__Problem to work on__: Copy out the whole listing below exactly.
------
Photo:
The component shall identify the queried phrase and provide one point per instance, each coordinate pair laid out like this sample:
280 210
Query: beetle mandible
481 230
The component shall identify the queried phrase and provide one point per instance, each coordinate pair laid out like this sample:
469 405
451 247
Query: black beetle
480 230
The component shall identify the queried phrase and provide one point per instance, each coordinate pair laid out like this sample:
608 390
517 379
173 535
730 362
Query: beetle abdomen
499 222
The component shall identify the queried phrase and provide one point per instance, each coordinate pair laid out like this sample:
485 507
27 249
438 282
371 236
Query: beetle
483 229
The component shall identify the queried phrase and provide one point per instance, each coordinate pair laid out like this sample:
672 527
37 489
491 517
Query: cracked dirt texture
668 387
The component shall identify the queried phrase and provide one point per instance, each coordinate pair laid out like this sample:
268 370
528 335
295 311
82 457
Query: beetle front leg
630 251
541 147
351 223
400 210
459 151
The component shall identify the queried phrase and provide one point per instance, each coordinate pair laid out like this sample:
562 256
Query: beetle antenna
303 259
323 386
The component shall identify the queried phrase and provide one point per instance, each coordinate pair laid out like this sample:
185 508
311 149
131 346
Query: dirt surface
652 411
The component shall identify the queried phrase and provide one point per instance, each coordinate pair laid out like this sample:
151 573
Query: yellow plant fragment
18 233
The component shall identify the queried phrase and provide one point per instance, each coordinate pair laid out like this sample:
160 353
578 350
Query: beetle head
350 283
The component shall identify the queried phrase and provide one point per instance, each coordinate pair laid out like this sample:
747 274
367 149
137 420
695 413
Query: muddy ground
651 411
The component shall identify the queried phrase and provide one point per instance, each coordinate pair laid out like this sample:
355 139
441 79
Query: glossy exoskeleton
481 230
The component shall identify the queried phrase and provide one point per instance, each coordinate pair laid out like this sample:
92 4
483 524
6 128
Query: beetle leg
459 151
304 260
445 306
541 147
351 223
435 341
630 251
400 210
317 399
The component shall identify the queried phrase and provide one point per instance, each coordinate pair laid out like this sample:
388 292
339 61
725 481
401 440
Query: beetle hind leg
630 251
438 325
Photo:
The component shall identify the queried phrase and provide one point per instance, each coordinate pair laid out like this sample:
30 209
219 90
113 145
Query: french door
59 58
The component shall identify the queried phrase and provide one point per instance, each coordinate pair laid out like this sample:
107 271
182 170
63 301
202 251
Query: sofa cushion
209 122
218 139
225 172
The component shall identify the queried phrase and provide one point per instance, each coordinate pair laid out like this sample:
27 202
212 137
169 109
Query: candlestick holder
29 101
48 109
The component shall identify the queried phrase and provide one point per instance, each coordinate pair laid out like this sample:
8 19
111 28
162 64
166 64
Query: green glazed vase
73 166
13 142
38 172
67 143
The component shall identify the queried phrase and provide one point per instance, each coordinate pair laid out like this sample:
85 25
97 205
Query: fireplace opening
------
__Exercise result__:
Photo:
The component shall identify the queried phrase and provide one point per instance, each coordinate pair laid out like this sample:
280 210
Query: beetle mandible
481 230
The component shall identify the queried phrase and provide one point per instance, each coordinate pair laid out like this sample:
469 405
451 247
Query: black beetle
480 230
The component shall identify the queried phrase and provide one point per instance, each coordinate pair laid out like this sample:
608 390
517 379
173 535
730 362
Query: beetle abdomen
499 222
The component shall identify the queried phrase and provide one point per instance, each coordinate pair laid out like this sample:
485 507
27 249
438 282
371 236
Query: beetle
483 229
The component shall identify the queried phrase and provide one point per instance, each coordinate pair laid out like this sample:
672 527
37 489
491 517
Query: cracked dirt texture
668 387
The component shall identify the queried phrase and provide one point per instance, each coordinate pair laid out like this sample:
268 370
528 335
295 311
82 457
Query: beetle front leg
630 251
541 147
351 223
400 210
459 151
The component shall identify the queried phrase and provide one point per instance, each coordinate pair laid out like this sample:
562 256
Query: beetle antenna
303 259
323 386
The component shall identify the queried phrase and provide one point per instance, each coordinate pair laid out like this sample:
185 508
311 149
131 346
Query: dirt surface
652 411
The component shall identify the queried phrase and provide one point per instance, each coordinate pair laid out like this sample:
151 573
Query: yellow plant fragment
18 233
The component shall identify the queried phrase and provide one point per instance, each coordinate pair laid out like this sample:
160 353
578 350
Query: beetle head
350 283
The component shall identify the queried phrase and provide one point per instance, each coordinate pair laid out like this sample:
747 274
367 149
137 420
695 413
Query: muddy ground
651 411
The component shall identify the queried phrase and provide one point per instance, each coordinate pair laid out like this sample:
355 139
441 79
Query: glossy exoskeleton
481 230
The component shall identify the queried phrase and provide one point per instance, each coordinate pair laid out like this sample:
92 4
483 524
6 128
Query: beetle leg
459 151
304 260
445 306
541 147
351 223
435 341
630 251
400 210
317 399
The component shall identify the queried phrase and provide one point per instance, each coordinate pair laid out like this sample:
388 292
339 61
725 481
401 440
Query: beetle hind leg
630 251
438 325
Photo:
The component shall identify the queried phrase and provide one point per instance, each coordinate pair laid out like this sample:
30 209
219 90
113 145
Query: french door
59 58
The component shall identify the queried phrase and provide one point per instance, each coordinate pair laid out like this sample:
107 271
182 170
63 301
202 251
Query: sofa cushion
209 122
218 139
225 172
The component shall identify the queried phrase and provide one point per instance, each coordinate pair laid out like this sample:
27 202
212 137
169 109
Query: candlestick holder
29 101
48 109
The component shall identify the queried phrase and provide one point per instance, each coordinate pair laid out like this sample:
8 19
111 28
162 64
166 64
Query: green glazed vase
73 166
13 142
38 172
67 143
The component shall identify the queried phrase and provide one point per instance, each coordinate pair laid out like this sample:
85 25
97 205
Query: fireplace opening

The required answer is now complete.